Write the data out again, matching every line exactly.
── Source material
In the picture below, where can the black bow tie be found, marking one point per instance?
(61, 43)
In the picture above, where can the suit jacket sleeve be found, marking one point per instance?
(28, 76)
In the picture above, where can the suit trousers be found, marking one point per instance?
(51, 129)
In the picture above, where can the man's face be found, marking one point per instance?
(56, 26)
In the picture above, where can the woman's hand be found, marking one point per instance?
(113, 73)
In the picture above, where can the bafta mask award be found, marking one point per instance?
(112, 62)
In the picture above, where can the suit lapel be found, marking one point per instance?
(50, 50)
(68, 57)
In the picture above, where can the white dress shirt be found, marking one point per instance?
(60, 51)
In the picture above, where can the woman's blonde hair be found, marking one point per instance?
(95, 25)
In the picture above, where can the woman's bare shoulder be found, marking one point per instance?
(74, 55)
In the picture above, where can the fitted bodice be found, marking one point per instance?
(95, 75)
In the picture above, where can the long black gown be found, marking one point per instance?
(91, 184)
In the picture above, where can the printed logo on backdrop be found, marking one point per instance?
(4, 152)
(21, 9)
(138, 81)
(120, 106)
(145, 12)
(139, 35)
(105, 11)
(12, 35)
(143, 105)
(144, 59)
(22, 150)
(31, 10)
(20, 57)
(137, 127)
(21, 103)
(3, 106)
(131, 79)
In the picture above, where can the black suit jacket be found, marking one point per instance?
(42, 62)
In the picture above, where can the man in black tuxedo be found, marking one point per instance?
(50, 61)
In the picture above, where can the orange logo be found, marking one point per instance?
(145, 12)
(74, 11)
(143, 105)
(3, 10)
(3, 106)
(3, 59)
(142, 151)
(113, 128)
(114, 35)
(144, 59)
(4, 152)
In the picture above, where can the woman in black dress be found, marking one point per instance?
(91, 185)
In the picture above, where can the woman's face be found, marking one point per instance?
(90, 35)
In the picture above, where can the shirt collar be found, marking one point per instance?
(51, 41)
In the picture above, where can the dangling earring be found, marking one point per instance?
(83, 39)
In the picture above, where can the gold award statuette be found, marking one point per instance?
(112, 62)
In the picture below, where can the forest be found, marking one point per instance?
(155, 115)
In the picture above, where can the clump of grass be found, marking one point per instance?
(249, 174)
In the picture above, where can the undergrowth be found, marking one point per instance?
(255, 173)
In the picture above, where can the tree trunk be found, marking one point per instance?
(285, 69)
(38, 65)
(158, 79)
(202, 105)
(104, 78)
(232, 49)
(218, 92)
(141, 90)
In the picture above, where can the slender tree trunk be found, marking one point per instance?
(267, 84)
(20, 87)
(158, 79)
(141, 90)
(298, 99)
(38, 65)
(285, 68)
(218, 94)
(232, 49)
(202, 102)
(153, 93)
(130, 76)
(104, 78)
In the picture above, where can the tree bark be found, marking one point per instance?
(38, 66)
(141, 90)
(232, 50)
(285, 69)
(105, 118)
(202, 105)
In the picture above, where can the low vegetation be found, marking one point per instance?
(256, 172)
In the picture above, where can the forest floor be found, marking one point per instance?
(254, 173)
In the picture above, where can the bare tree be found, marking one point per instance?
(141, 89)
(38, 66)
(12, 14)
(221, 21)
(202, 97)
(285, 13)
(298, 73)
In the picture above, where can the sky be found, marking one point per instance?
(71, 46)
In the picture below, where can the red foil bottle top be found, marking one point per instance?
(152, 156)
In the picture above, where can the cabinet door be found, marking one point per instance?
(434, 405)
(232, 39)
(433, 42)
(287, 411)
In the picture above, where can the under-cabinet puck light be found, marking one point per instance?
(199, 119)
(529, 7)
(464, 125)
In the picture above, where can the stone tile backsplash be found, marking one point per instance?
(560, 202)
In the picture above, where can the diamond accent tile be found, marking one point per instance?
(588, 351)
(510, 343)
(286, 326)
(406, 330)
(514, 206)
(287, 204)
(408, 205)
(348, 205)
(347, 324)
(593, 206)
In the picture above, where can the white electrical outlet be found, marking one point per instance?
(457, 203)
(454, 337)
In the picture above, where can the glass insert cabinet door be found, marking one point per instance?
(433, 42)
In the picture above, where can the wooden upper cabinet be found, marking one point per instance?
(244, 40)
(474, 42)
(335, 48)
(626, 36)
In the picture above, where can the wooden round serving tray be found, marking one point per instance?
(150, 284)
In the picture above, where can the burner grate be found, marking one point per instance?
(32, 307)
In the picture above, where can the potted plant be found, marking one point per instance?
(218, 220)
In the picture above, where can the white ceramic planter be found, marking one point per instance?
────
*Exercise output*
In the picture below, where can the black bow tie be found, marking one point per instance?
(61, 43)
In the picture above, where can the suit jacket sleeve be found, marking one point per instance?
(28, 76)
In the picture above, where can the suit trousers be found, marking one point per instance?
(51, 129)
In the picture above, where can the man's face be found, marking one point per instance?
(56, 26)
In the picture above, where can the woman's hand be found, marking one point per instance?
(113, 73)
In the picture above, where can the bafta mask award be found, marking one point per instance?
(112, 62)
In the picture above, where can the suit lapel be found, marking one point per instance?
(50, 50)
(68, 57)
In the picture above, where can the white dress shirt be found, marking one point per instance?
(60, 51)
In the picture above, where can the woman's blonde hair be found, marking one point per instance?
(95, 25)
In the picture above, where can the woman's bare shoulder be found, marking one point per instance?
(74, 55)
In the picture above, where can the fitted bodice be found, marking one point per instance?
(95, 75)
In the picture above, where can the long black gown be found, marking one point per instance?
(91, 184)
In the picture above, where can the printed logo on backdrop be found, marking one point per instance?
(4, 152)
(21, 9)
(138, 81)
(120, 106)
(145, 12)
(139, 35)
(105, 11)
(12, 35)
(143, 105)
(144, 59)
(22, 150)
(31, 10)
(20, 57)
(137, 127)
(21, 103)
(3, 106)
(131, 79)
In the picture above, where can the black suit jacket be found, marking one point per instance?
(42, 62)
In the picture above, where can the man in black tuxedo be found, marking one point per instance?
(50, 61)
In the picture above, where can the orange logo be found, marking one point per instance?
(145, 12)
(74, 11)
(143, 105)
(3, 10)
(3, 106)
(3, 59)
(142, 151)
(113, 128)
(114, 35)
(144, 59)
(4, 152)
In the picture above, where can the woman in black dress be found, marking one point per instance?
(91, 185)
In the picture above, where can the woman's face be found, marking one point per instance?
(90, 35)
In the picture above, where can the shirt collar be found, marking one point per instance?
(51, 41)
In the picture above, where can the dangling earring be found, marking one point per instance?
(83, 39)
In the picture above, where can the gold award statuette be found, marking one point per instance?
(112, 62)
In the picture below, where can the forest be found, marking one point per instance?
(155, 115)
In the picture above, where can the clump of grass be found, marking one point per instance?
(249, 174)
In the picture above, where can the undergrowth be found, marking one point per instance?
(255, 173)
In the picture above, where can the tree trunk be found, marking one point per instance?
(285, 69)
(38, 65)
(158, 79)
(202, 105)
(104, 78)
(232, 49)
(218, 92)
(141, 90)
In the picture above, where can the slender tree trunk be found, marking one point per instance?
(267, 84)
(20, 87)
(158, 79)
(141, 90)
(298, 99)
(38, 65)
(285, 68)
(218, 94)
(232, 49)
(202, 102)
(153, 93)
(130, 76)
(104, 78)
In the picture above, where can the tree bark be found, marking one point per instance?
(38, 66)
(141, 90)
(232, 50)
(285, 69)
(105, 118)
(202, 105)
In the picture above, where can the low vegetation be found, marking one point per instance?
(256, 172)
In the picture above, where can the forest floor be found, marking one point per instance?
(254, 173)
In the picture above, where can the bare tree be found, marking one point per instance?
(141, 89)
(38, 66)
(12, 14)
(221, 21)
(202, 97)
(285, 13)
(298, 73)
In the picture above, where can the sky be found, marking one point per instance?
(71, 46)
In the picture below, where can the red foil bottle top be found, marking one point per instance?
(152, 156)
In the picture above, where can the cabinet door be found, marking one point per instance?
(434, 405)
(232, 39)
(433, 42)
(287, 411)
In the picture above, where can the under-cabinet puck light be found, marking one point per instance?
(199, 119)
(529, 7)
(464, 125)
In the picture above, where can the stone tile backsplash be found, marking one point per instance?
(560, 202)
In the picture above, where can the diamond accent tile be found, marking one point per instance?
(588, 351)
(510, 343)
(286, 326)
(406, 330)
(514, 206)
(287, 204)
(408, 205)
(348, 205)
(347, 324)
(593, 206)
In the picture above, where can the white electrical outlet be found, marking one point per instance?
(457, 203)
(454, 337)
In the picture above, where can the glass insert cabinet door be found, marking one point per instance?
(433, 42)
In the picture above, where can the wooden upper cabinet be found, marking one point per instance?
(244, 40)
(474, 42)
(335, 48)
(626, 36)
In the picture above, where can the wooden round serving tray be found, marking one point per instance?
(150, 284)
In the picture above, where can the burner grate be found, marking one point per instance?
(32, 307)
In the picture above, where can the potted plant be found, marking one point per instance?
(218, 220)
In the picture above, where can the white ceramic planter be found, marking one point per instance?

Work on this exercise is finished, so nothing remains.